=== Begin Enclosure ===

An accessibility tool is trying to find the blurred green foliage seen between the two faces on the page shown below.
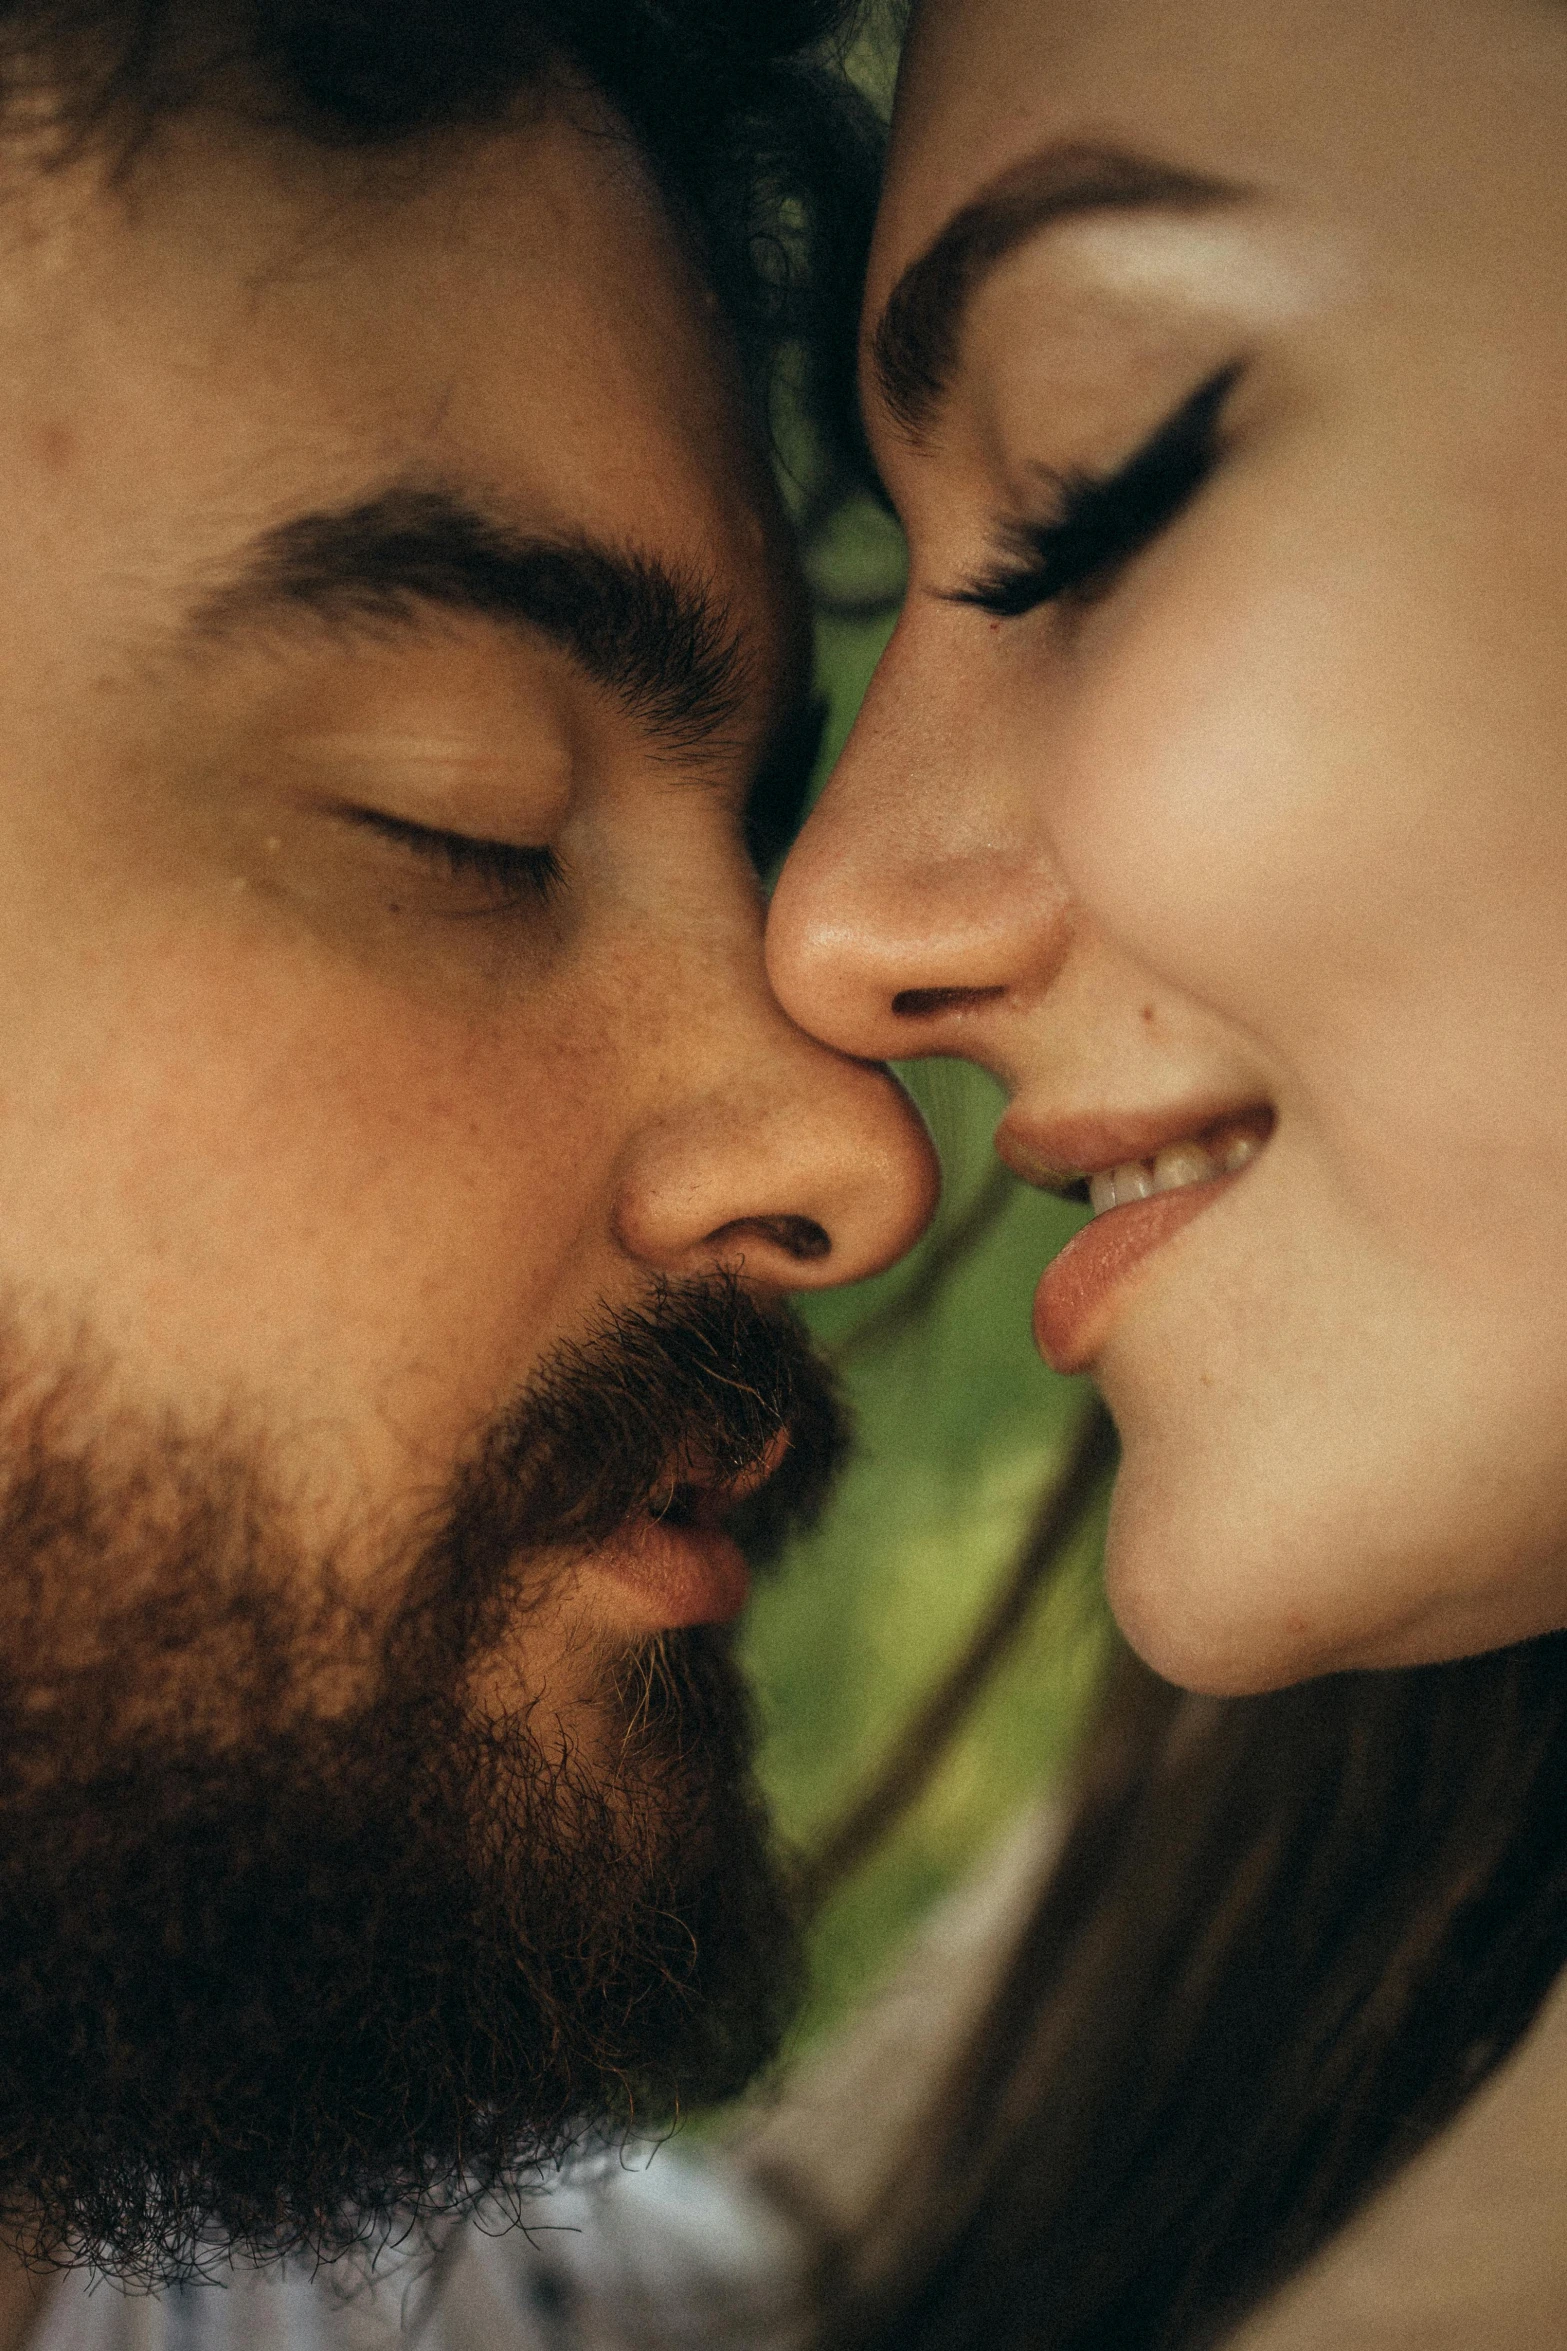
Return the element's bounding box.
[747,611,1107,2038]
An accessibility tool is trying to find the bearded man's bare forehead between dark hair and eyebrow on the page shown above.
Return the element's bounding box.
[0,80,799,698]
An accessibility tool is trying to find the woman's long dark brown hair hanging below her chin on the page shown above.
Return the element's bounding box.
[829,1589,1567,2351]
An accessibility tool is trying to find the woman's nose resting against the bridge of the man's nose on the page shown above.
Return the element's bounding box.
[766,637,1071,1081]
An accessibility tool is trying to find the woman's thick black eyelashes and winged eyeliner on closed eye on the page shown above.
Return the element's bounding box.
[951,364,1240,621]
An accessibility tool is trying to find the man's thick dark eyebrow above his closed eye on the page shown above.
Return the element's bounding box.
[188,487,752,755]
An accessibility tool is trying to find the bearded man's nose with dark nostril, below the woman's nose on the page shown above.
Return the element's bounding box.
[613,916,940,1291]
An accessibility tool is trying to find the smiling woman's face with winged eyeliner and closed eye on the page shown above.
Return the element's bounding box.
[771,0,1567,1690]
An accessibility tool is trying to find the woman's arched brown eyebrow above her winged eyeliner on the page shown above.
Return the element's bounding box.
[872,141,1247,440]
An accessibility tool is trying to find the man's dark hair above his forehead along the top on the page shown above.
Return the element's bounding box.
[0,0,881,477]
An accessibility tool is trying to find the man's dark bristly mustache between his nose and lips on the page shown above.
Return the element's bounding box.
[434,1277,848,1589]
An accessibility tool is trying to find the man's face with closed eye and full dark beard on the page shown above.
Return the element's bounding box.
[0,86,930,2266]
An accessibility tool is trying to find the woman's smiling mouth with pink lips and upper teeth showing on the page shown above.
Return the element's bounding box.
[996,1107,1273,1373]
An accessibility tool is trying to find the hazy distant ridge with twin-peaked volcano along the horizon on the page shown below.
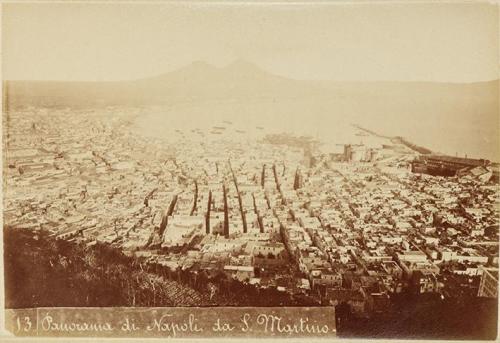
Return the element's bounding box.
[4,60,498,107]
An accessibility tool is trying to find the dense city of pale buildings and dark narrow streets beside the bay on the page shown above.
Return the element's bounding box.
[3,107,500,316]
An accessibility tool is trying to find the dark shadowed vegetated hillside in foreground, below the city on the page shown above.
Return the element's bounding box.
[4,228,314,308]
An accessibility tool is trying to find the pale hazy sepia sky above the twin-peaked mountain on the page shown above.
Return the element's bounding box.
[2,2,499,82]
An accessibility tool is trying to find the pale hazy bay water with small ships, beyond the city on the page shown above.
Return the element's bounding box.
[135,100,500,161]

=== End Enclosure ===

What lines in the entries above include the string "pale"? Return each one.

An accessibility tool is trying to find the dense city of pale buildings and dark narrow streets beside the bay on the page shown above.
An accessibility tool is trying to find the pale hazy sepia sky above the twin-peaked mountain on the page shown above.
An accessibility tool is trying to find the pale hazy bay water with small ships, beyond the city on the page shown above.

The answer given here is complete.